[Start of Stored records]

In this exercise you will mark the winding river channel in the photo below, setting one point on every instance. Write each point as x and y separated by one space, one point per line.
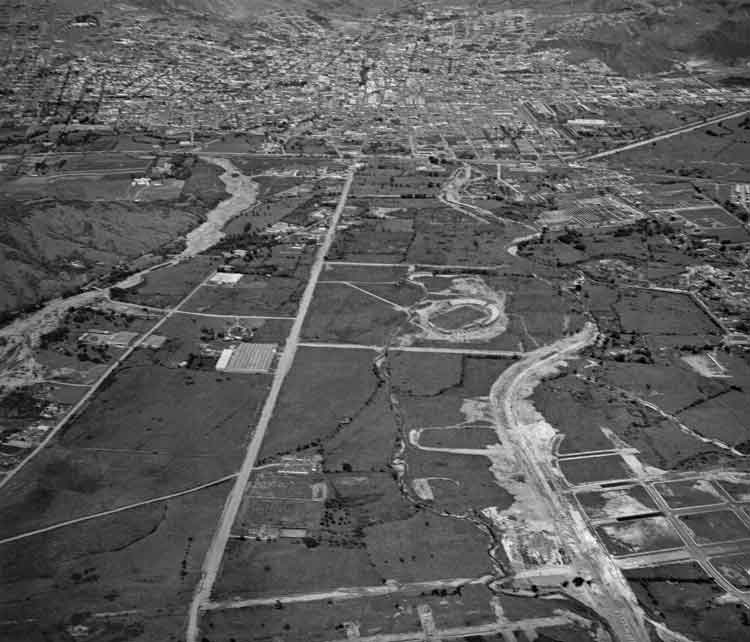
243 192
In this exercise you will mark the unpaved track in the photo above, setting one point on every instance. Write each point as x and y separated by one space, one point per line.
610 596
94 389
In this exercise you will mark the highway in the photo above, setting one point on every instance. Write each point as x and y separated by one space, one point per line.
219 541
610 595
666 135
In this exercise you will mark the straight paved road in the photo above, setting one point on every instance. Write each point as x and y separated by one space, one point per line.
85 399
667 135
221 536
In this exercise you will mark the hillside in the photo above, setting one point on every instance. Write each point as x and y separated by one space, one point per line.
649 37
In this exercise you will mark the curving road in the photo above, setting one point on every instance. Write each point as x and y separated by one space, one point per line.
610 594
215 552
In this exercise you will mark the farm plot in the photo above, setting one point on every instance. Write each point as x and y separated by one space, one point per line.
197 341
286 567
453 483
738 489
471 437
583 413
353 313
716 526
686 599
149 432
639 536
429 235
251 296
644 312
313 621
330 392
165 287
735 569
595 469
142 564
428 547
682 494
616 503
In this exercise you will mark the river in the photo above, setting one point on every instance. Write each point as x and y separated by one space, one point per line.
243 192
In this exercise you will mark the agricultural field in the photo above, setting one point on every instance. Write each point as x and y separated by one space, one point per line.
716 526
471 437
430 235
683 494
643 535
150 431
437 308
616 503
583 413
595 469
735 569
289 566
252 296
684 598
716 152
640 255
333 397
142 564
198 340
166 287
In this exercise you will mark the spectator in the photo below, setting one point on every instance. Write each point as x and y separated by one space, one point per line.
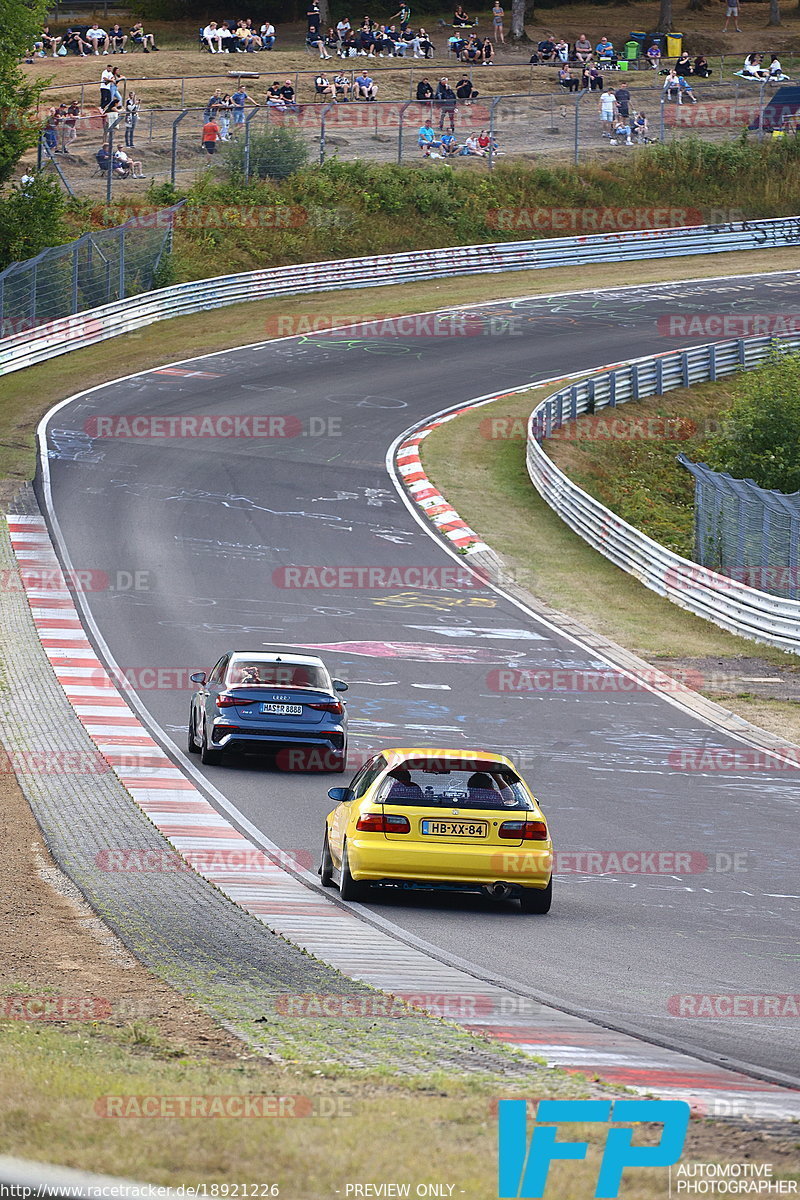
127 165
753 66
74 42
464 90
621 132
607 107
546 48
445 99
672 87
131 118
470 147
139 37
210 137
654 55
365 87
288 96
732 10
48 42
323 87
223 117
212 39
116 40
97 36
70 126
427 139
425 43
238 101
106 82
605 51
497 22
583 49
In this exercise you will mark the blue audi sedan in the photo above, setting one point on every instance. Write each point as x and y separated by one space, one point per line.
260 703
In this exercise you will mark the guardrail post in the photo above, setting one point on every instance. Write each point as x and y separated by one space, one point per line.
247 120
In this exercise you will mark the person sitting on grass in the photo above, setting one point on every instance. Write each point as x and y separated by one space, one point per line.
583 49
365 87
427 139
146 41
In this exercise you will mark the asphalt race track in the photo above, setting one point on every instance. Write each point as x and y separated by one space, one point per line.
210 521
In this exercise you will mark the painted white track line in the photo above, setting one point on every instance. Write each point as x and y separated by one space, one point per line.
330 931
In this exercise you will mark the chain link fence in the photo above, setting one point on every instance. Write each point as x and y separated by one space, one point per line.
92 270
745 532
167 141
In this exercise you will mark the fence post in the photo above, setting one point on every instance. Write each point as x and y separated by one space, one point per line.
577 124
492 107
247 120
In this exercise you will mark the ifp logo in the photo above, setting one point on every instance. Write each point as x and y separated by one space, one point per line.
523 1167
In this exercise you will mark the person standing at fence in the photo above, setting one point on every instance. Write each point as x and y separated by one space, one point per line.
497 22
131 118
210 137
446 103
238 101
106 82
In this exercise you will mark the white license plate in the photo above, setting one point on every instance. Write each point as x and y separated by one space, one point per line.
455 828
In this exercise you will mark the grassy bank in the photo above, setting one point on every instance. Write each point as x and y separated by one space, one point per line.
346 209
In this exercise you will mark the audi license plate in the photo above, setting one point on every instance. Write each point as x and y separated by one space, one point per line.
455 828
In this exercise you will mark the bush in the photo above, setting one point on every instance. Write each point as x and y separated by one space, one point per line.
275 153
761 437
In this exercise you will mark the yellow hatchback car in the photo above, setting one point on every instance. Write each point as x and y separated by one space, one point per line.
439 819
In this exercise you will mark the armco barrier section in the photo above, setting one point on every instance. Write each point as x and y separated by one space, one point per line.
733 605
121 317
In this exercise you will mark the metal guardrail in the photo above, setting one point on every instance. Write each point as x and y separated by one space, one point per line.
67 334
727 603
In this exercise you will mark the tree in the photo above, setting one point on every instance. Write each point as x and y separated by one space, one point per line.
518 11
665 17
22 24
761 436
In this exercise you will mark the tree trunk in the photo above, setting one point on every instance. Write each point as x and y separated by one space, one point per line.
517 33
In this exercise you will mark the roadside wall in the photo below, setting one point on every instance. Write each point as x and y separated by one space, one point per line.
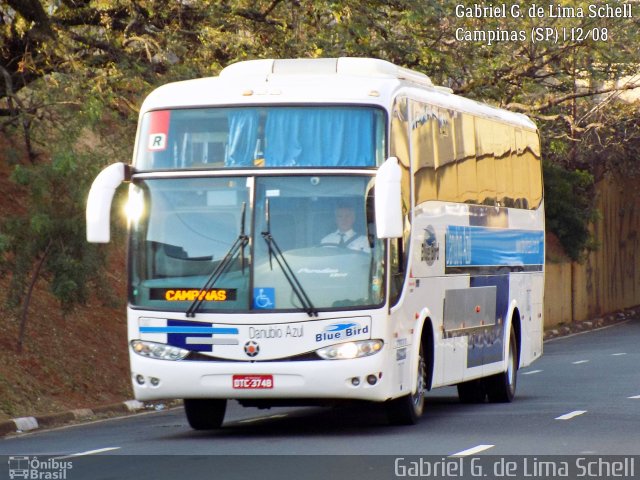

[End of Stored records]

Written instruction — Rewrite every line of the entries above as a numbered list. Skip blank lines and leave out the pictures.

The answer —
1. In this exercise you will mark the winding river channel in the photo below, setting one point on every instance. Write each point as x and y separated by one space, one point per line.
2. 243 192
3. In this exercise you will mark the unpaved track in the photo above, setting one point on every instance. Write each point as x and y separated by one space, one point per line.
4. 610 596
5. 94 389
6. In this exercise you will mark the highway in the photo above, setting one point on every instance. Write each point as x and y separated by one space, one point per line.
7. 219 541
8. 610 595
9. 666 135
10. In this exercise you will mark the straight paved road in the photo above, setting one point on every instance. Write each point as x and y separated by one space, one point per line.
11. 85 399
12. 667 135
13. 221 536
14. In this exercise you will mark the hillside in the photo above, setting one point on every instance. Write each point as x and y separated by one space, one point per line.
15. 649 37
16. In this exercise you will mark the curving road in the photo above, setting one point on every instance. Write each point as x and y separated by one space, one point per line.
17. 610 594
18. 215 552
19. In this exercise you will mark the farm plot in the photo above, setting one point on every instance. Write each point as x and y separated by one space, one point per line.
20. 197 341
21. 286 567
22. 453 483
23. 738 489
24. 471 437
25. 583 413
26. 353 313
27. 716 526
28. 686 599
29. 149 432
30. 639 536
31. 429 235
32. 251 296
33. 644 312
34. 313 621
35. 330 392
36. 165 287
37. 735 569
38. 595 469
39. 142 564
40. 428 547
41. 682 494
42. 616 503
43. In this exercise you will mark the river in the photo above, setting one point on every instance. Write each point as x and y separated by one space, one point per line.
44. 243 192
45. In this exercise you will mark the agricultural field in the photo above, setting one point on every instance. Write each point as x and y separated by one space, one point per line.
46. 716 526
47. 471 437
48. 430 235
49. 683 494
50. 643 535
51. 150 431
52. 437 308
53. 616 503
54. 583 413
55. 595 469
56. 735 569
57. 289 566
58. 252 296
59. 684 598
60. 716 152
61. 640 255
62. 333 397
63. 142 564
64. 198 340
65. 166 287
66. In this exercise you will mark the spectator in the photo below, setting one point on every instance. Write each point as x and y separated by one space, one point per line.
67. 127 165
68. 753 66
69. 74 42
70. 464 90
71. 621 132
72. 607 107
73. 546 48
74. 445 99
75. 672 87
76. 131 118
77. 470 147
78. 139 37
79. 210 137
80. 654 55
81. 365 87
82. 288 96
83. 732 10
84. 48 42
85. 323 87
86. 223 117
87. 212 39
88. 116 40
89. 97 36
90. 70 126
91. 427 139
92. 425 43
93. 238 101
94. 106 82
95. 605 51
96. 497 22
97. 583 49
98. In this exercise you will mark the blue audi sedan in the photo above, setting one point on every instance. Write each point as x and y separated by one space, one point per line.
99. 260 703
100. In this exercise you will mark the guardrail post in the photo above, setting one point on every instance. Write each point as x and y separated by one space, one point per line.
101. 247 120
102. In this exercise you will mark the person sitting on grass in the photo above, setting one point on every instance. Write each point as x and y separated by one space, one point per line.
103. 583 49
104. 365 87
105. 427 139
106. 146 41
107. In this exercise you will mark the asphalt race track in the photo above, setting one point on every instance. Write each point as x and y separated by one space, one point per line.
108. 210 521
109. In this exercise you will mark the painted white track line in the photo above, setting one point on every instance. Write each point as x and y separated by one space, one point per line.
110. 330 931
111. In this exercise you will mark the chain link fence in the photo above, setting one point on every instance. Write each point as x and y separated by one space, one point per line.
112. 92 270
113. 745 532
114. 167 141
115. In this exercise you will mark the fence post in the photo above, setting one point on every instance. Write each point as x and y separated by one space, one point per line.
116. 577 124
117. 492 107
118. 247 120
119. In this exercise you will mark the ifp logo in the photo above, setting one point on every instance. Write each point as x and y separated by one space, one point per line.
120. 523 1167
121. In this exercise you will mark the person standing at fence in the photo above, setting one point on every instance. Write each point as x and y separated by one space, one point per line.
122. 497 22
123. 131 118
124. 210 137
125. 446 103
126. 238 101
127. 106 82
128. In this exercise you will mark the white license plate in the photo above, setting one point on every instance. Write each point as x and y separated by one space, one point per line.
129. 455 828
130. In this exercise you will mark the grassy bank in the photo above, setting one point on every instance. Write each point as x and y separated by one space, one point per line.
131. 346 209
132. In this exercise you will mark the audi license plate in the photo above, setting one point on every instance. Write each point as x and y separated by one space, one point per line.
133. 455 828
134. In this exercise you will mark the bush in the photo above, setting one point on every instance. Write each point as x and y separated by one space, one point per line.
135. 275 153
136. 761 437
137. In this exercise you will mark the yellow hatchback car in the photo above, setting one point on every instance. Write each point as x and y separated by one space, one point per line.
138. 439 819
139. In this exercise you will mark the armco barrier section in the photo above, setting one point on every instance. Write each point as x and y separated by one space, one point per line.
140. 733 605
141. 121 317
142. In this exercise you will mark the metal guardrail in the photo above, setting one point on every instance. Write each point as x and y separated by one space, one point per line.
143. 67 334
144. 727 603
145. In this exercise you will mark the tree in the photo above, setting one point on every instance. Write each point as x and y separated by one space, one point per line.
146. 518 11
147. 665 17
148. 22 24
149. 761 436
150. In this exercise you will mark the tree trunk in the photo above, setting one point on every instance. Write each point as x and y separated by one space, one point per line.
151. 517 33
152. In this exercise you will mark the roadside wall in the photo below, setting one point on every instance. Write each point as x and y separated by one space, one point per line.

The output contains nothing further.